● Complete the following:
1. Do statements (a), (b), and (c) agree with the article on the UAE expat ranking? Answer yes or no for each, quoting the words of the article that decide it. (a) The survey polled 3,385 expatriates in 100 countries. (b) Saudi Arabia was ranked the least friendly country in the world for expat workers. (c) The hashtag defending the UAE was created mainly on Facebook.
2. Extend the article on the UAE expat ranking, picking up right after its last sentence.

● Page excerpt:
>>>

Expatriates living in the UAE were up in arms on social networking sites and blogs after Forbes.com ranked the country as the least friendly country in the world for expat workers.
Countries trailing closely behind included Saudi Arabia and Qatar.
The ranking was based on the HSBC’s Expat Explorer Survey, which this year polled 3,385 expatriates in 100 countries about everything from where you can get a swimming pool and more luxurious holidays to what countries offer the best access to healthcare.
But what perhaps led to the UAE’s low score were certain parameters like the expats’ ‘ability to befriend locals, success in learning the language, integration into the community and ease of fitting into the local culture.’
Almost instantly, expatriates living in the UAE as well as Emiratis took offense to the skewed ranking, venting their feelings and opinion primarily on Twitter, and creating a hashtag # UAE Friendly to defend their home or second home, as the case may be.

<<<

● Data excerpts:
>>>

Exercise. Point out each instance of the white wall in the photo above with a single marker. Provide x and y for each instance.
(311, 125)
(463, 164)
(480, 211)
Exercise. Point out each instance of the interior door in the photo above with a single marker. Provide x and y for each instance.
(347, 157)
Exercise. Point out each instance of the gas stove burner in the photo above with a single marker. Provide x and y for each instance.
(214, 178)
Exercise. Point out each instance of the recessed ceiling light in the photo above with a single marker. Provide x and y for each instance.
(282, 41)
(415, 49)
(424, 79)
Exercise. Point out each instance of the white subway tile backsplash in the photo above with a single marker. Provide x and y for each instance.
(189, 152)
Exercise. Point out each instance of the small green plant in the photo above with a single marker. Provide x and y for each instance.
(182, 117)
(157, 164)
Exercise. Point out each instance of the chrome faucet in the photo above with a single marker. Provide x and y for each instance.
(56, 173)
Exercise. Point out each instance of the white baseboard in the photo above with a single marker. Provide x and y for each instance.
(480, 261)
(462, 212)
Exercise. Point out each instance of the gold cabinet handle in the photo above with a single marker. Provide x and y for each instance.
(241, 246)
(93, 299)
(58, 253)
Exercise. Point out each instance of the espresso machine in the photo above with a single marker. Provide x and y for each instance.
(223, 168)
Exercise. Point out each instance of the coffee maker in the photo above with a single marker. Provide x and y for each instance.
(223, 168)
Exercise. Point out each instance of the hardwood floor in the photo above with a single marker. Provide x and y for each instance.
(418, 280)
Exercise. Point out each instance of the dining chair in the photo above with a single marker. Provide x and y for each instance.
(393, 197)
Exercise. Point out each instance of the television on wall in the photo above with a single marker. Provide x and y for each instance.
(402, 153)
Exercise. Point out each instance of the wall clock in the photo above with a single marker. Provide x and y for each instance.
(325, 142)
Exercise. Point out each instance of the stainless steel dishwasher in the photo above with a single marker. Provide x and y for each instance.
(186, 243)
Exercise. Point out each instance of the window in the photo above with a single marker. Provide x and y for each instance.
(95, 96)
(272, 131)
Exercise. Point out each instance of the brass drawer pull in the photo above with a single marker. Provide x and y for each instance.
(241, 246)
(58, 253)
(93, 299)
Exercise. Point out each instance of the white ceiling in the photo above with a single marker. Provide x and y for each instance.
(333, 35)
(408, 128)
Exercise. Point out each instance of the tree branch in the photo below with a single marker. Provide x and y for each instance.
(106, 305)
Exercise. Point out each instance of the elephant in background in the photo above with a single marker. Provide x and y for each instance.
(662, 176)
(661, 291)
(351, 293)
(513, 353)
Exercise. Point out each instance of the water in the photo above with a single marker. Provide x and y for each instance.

<<<

● The replies:
1.
(a) Yes: "polled 3,385 expatriates in 100 countries"
(b) No: "Countries trailing closely behind included Saudi Arabia and Qatar."
(c) No: "venting their feelings and opinion primarily on Twitter, and creating a hashtag # UAE Friendly"

2.
“I consider UAE my second home,” tweeted Dara Al Hadidi, who goes by the Twitter handle @DaraaaH.
“You can’t call a country that hosts 209 nationalities unfriendly. We’ve more countries here than the Olympics” said @KhalidAlAmeri.
“If UAE wasn’t a friendly country, why would people from all over the world consider it their second home?” tweeted another user.
The outpouring was huge, and almost every comment went on to support the UAE and ridicule the rankings, to the extent that it led the Forbes magazine to reconsider its listing and, in fact, take an absolute U-turn.
“[A]ccording to HSBC’s survey, expat paradise does exist: in Singapore, Hong Kong or the United Arab Emirates,” wrote Dan Bigman, Executive Editor for Business News at Forbes, in a what is been largely seen as a retraction by the magazine.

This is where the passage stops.